### TRECHO PARA LEITURA
--------------------
Como advogado Julião passou defender a SAPPP e a participar da vida política da organização. Eles obtiveram vitória na Justiça em 1958, naquela que seria apontada por alguns como a primeira desapropriação legal para fins de reforma agrária no Brasil. As 140 famílias ganharam, através da SAPPP, a propriedade daquelas terras. A vitória reverberou entre camponeses de Pernambuco e em estados vizinhos.
Enquanto as Ligas se fortaleciam, principalmente no Nordeste, o país vivia uma turbulência na política institucional, com os militares ansiando um golpe. Getúlio Vargas já havia se suicidado (1954) para não ceder a pressões políticas dos militares; depois Juscelino Kubitschek (1956-60) também sofreu pressões das Forças Armadas, mas concluiu seu mandato; Jânio Quadros (1961) só aguentou 7 meses; e João Goulart (1961-64) acabaria deposto pelos militares.
Em meio a tudo isso, o casal João Pedro Teixeira e Elizabeth Teixeira conseguiarm reunir 7 mil camponeses no interior paraibano naquela que se tornou a maior Liga Camponesa do país, a “Associação dos Lavradores e Trabalhadores Agrícolas de Sapé”, na Paraíba.
No Recife, Alexina de Paula Crêspo, esposa de Julião, era responsável pelas relações internacionais das Ligas, construindo relações políticas diretamente com líderes socialistas como Fidel Castro, em Cuba, e Mao Zedong, na China. As atividades preocupavam o serviço de inteligência dos EUA.
O ambiente político de ameaça conservadora contra as organizações populares contribuiu para que latifundiários paraibanos encomendassem o assassinato de João Pedro Teixeira, em 1962, num episódio que viraria filme, anos mais tarde: “Cabra Marcado para Morrer” (1984). Elizabeth Teixeira viveu na clandestinidade por 20 anos. Hoje, com 96, vive em João Pessoa (PB).
No Recife, a residência de Alexina e Julião foi alvo de tiros e ameaças contra seus quatro filhos adolescentes, que acabaram enviados para Cuba, onde ficaram sob responsabilidade de Fidel Castro por uma década. Filhos de outros militantes das Ligas também foram mandados para a ilha.
O golpe militar de 1964 tornou ilegal a atividade das Ligas. A ditadura assassinou pelo menos 1.200 camponeses no Brasil. Muitos outros podem não ter tido suas mortes registradas. As Ligas foram destroçadas.
Francisco Julião teve seu mandato cassado no mesmo dia 1º de abril. Ficou clandestino na zona rural de Goiás até ser preso. No ano seguinte conseguiu habeas corpus e se exilou no México, onde viveu até a Lei da Anistia (1979). Voltou ao Brasil, passou menos de 10 anos e retornou ao México, onde passaria seus últimos anos. Faleceu em julho de 1999 e seu corpo está enterrado em Cuernavaca, no México. Os filhos ainda esperam conseguir trazer os restos mortais para enterrar no Recife.
--------------------
### OBJETIVO DA TAREFA
Responda a estas perguntas sobre o trecho das Ligas Camponesas:
1. Em que ano a SAPPP obteve vitória na Justiça?
2. Quantos camponeses o casal João Pedro Teixeira e Elizabeth Teixeira conseguiu reunir no interior paraibano?
3. Para qual país Francisco Julião se exilou depois de conseguir habeas corpus?

[Registros de um conjunto de dados de apontamento]
--------------------
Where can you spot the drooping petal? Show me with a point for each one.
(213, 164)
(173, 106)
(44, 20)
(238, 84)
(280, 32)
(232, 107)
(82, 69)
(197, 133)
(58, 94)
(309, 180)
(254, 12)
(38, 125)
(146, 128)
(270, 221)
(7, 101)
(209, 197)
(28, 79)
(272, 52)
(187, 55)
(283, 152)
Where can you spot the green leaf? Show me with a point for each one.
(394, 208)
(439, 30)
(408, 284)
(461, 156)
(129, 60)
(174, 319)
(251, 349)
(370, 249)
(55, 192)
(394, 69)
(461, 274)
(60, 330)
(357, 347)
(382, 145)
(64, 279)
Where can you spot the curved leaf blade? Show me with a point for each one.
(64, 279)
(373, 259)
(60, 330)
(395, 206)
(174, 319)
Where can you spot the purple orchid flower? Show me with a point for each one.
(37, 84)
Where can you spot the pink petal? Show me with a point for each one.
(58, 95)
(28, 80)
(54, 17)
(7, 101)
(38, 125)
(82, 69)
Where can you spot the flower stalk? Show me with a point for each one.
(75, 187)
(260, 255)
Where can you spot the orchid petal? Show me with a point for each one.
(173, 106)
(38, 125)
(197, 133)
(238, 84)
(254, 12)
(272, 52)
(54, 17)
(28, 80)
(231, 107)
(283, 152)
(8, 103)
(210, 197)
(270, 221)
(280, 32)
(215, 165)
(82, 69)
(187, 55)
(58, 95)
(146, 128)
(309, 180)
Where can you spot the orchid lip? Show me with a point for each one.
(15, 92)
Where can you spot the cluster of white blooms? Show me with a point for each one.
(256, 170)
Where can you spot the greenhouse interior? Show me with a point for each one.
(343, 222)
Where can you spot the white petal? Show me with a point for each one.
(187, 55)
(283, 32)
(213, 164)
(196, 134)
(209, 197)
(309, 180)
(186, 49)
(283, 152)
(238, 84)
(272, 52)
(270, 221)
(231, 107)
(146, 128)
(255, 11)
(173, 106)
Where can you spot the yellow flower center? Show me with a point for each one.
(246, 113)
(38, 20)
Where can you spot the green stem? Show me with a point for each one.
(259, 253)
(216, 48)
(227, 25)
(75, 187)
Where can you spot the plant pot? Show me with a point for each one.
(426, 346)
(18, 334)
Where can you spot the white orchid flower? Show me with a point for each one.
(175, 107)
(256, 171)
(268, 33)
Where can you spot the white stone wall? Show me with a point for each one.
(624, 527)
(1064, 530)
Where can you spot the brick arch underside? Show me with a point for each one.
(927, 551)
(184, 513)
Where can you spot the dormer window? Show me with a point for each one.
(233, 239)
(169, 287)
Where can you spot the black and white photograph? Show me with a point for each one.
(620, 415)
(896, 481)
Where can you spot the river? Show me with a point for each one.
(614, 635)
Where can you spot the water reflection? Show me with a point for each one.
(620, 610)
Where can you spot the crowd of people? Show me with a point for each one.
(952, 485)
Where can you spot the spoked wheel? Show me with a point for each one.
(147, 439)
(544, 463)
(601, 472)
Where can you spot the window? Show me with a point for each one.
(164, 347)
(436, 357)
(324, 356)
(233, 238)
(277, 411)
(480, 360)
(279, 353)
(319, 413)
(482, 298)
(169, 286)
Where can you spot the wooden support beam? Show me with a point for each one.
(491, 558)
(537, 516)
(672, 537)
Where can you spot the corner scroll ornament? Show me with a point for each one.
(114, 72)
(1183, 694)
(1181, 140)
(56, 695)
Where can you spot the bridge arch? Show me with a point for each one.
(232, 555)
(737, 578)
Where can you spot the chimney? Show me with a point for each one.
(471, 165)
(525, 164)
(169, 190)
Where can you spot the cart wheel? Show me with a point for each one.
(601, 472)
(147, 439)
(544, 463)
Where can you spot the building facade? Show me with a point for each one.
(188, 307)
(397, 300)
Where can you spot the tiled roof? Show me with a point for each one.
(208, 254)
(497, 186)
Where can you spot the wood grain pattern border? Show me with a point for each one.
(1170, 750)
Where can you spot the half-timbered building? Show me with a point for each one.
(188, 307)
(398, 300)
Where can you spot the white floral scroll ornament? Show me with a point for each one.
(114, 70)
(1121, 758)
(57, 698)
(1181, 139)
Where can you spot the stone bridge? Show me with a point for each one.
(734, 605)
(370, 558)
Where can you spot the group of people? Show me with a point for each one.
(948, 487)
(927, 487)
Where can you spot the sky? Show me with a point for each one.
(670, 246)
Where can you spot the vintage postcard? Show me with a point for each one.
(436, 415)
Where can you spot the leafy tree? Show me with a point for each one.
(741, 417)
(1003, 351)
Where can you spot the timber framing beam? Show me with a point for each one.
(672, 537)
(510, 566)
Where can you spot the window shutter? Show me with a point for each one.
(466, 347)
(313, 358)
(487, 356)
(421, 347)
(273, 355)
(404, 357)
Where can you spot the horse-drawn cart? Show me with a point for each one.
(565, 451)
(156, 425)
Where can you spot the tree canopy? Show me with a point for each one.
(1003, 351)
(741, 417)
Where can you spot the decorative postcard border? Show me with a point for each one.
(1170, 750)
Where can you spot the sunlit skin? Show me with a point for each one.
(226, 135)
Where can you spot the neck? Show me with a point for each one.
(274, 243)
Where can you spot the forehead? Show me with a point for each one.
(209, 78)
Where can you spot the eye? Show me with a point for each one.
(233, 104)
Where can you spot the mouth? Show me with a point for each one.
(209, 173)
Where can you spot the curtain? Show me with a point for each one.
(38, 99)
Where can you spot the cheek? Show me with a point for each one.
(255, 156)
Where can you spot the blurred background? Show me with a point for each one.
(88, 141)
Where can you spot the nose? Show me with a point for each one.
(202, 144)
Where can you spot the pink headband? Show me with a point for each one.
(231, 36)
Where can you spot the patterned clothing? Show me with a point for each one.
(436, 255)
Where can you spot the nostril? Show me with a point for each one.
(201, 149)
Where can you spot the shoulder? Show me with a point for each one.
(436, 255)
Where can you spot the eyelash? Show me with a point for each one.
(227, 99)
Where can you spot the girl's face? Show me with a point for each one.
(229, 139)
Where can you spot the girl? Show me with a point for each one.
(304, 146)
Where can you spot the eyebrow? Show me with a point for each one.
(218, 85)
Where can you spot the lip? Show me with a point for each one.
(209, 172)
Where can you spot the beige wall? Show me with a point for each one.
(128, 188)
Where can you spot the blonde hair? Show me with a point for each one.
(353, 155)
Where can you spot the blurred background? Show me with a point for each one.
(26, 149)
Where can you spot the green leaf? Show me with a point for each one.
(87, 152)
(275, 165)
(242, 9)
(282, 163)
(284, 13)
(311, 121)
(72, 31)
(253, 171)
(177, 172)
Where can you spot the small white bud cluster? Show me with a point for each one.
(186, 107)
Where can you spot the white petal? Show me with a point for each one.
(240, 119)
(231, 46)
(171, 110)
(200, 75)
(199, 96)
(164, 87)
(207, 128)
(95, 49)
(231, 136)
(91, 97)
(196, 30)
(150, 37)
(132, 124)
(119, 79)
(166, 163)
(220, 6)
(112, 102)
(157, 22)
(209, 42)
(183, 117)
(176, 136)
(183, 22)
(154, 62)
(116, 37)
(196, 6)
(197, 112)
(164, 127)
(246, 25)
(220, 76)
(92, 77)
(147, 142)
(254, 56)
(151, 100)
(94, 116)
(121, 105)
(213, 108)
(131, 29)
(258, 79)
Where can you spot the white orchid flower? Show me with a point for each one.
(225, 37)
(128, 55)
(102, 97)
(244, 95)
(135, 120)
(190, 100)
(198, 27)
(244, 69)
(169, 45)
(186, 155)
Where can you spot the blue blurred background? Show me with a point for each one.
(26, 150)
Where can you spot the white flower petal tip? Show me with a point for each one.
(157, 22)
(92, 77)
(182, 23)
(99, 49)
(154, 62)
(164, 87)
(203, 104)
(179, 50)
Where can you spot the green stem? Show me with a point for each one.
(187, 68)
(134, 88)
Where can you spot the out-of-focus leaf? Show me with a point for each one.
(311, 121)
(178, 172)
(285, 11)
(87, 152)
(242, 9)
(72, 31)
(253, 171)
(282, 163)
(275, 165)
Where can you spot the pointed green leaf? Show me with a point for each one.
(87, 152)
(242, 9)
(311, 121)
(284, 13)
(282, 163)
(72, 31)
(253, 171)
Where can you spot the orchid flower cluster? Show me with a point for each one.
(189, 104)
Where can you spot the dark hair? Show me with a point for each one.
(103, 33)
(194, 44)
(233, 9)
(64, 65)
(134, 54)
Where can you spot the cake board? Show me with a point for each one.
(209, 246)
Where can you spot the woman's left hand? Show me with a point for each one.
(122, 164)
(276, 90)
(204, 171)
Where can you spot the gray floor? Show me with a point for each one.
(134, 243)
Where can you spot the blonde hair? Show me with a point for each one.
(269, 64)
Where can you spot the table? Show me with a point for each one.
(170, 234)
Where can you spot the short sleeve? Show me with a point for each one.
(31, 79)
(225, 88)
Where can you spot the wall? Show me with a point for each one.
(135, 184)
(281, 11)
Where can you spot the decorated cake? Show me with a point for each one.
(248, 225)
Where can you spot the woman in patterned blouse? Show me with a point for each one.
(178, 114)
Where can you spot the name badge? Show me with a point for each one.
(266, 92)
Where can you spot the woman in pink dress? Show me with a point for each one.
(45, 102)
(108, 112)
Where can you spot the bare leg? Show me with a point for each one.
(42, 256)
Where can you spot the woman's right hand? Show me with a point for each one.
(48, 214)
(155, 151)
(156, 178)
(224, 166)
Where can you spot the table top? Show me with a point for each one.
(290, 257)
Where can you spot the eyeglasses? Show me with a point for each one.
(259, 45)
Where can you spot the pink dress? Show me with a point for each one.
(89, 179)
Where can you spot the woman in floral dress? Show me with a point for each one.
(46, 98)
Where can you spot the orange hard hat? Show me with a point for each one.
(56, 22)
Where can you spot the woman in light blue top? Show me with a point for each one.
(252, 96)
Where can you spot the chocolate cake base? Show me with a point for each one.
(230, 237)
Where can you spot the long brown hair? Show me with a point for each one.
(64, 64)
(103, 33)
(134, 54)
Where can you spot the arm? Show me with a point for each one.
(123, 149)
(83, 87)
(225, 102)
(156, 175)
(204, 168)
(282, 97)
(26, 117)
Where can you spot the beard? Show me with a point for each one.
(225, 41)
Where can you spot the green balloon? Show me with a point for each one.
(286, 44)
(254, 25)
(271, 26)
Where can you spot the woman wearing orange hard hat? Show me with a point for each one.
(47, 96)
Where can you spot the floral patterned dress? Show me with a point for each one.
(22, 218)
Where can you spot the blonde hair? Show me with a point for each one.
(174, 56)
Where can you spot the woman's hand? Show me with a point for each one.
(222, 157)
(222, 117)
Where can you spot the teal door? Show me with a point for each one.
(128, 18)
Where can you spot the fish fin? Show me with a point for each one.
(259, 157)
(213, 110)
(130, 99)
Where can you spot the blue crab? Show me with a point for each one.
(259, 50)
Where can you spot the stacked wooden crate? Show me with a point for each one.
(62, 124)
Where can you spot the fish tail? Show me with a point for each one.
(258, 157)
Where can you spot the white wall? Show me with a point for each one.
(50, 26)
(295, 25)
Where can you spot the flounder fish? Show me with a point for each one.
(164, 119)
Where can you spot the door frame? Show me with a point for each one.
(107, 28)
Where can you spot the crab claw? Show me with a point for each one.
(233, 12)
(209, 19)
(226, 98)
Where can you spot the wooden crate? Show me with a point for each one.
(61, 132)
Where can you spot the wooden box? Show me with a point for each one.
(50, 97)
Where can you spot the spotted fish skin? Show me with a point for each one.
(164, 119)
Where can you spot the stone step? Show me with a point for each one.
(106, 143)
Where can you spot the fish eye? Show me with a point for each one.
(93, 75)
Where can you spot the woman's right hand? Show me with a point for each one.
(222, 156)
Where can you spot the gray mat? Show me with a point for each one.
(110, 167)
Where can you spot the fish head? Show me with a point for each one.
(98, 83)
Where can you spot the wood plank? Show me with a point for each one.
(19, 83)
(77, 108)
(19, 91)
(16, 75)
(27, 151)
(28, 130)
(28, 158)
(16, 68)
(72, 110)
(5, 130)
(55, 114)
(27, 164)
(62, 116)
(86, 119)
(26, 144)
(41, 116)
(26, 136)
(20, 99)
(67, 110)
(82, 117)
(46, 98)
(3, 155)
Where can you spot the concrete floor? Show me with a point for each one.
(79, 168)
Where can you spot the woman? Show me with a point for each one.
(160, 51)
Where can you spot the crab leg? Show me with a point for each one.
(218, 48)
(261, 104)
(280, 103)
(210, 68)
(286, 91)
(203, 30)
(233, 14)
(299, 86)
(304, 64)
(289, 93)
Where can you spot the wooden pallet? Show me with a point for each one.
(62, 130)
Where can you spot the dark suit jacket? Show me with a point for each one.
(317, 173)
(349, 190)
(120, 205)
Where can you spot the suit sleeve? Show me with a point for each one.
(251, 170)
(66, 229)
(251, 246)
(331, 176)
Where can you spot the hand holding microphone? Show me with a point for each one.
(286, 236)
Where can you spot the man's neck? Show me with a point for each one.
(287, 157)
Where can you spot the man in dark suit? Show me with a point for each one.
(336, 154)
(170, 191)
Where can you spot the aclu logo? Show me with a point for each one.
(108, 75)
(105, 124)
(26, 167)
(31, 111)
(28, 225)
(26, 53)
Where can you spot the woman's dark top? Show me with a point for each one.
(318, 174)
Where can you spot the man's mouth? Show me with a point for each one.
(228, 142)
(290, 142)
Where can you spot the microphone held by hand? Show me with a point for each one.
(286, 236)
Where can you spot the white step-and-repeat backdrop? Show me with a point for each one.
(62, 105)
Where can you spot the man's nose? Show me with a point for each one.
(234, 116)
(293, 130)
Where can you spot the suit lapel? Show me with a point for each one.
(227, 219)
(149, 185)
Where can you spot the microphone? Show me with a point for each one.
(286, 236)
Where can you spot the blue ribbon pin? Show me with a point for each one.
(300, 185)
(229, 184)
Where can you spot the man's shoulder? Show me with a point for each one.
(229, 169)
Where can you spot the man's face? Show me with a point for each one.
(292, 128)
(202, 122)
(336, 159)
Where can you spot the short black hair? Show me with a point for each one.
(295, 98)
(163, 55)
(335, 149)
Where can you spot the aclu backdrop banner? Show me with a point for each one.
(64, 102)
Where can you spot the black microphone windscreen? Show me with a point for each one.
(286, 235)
--------------------
### TAREFA CONCLUÍDA
1. Em 1958.
2. 7 mil camponeses.
3. Para o México.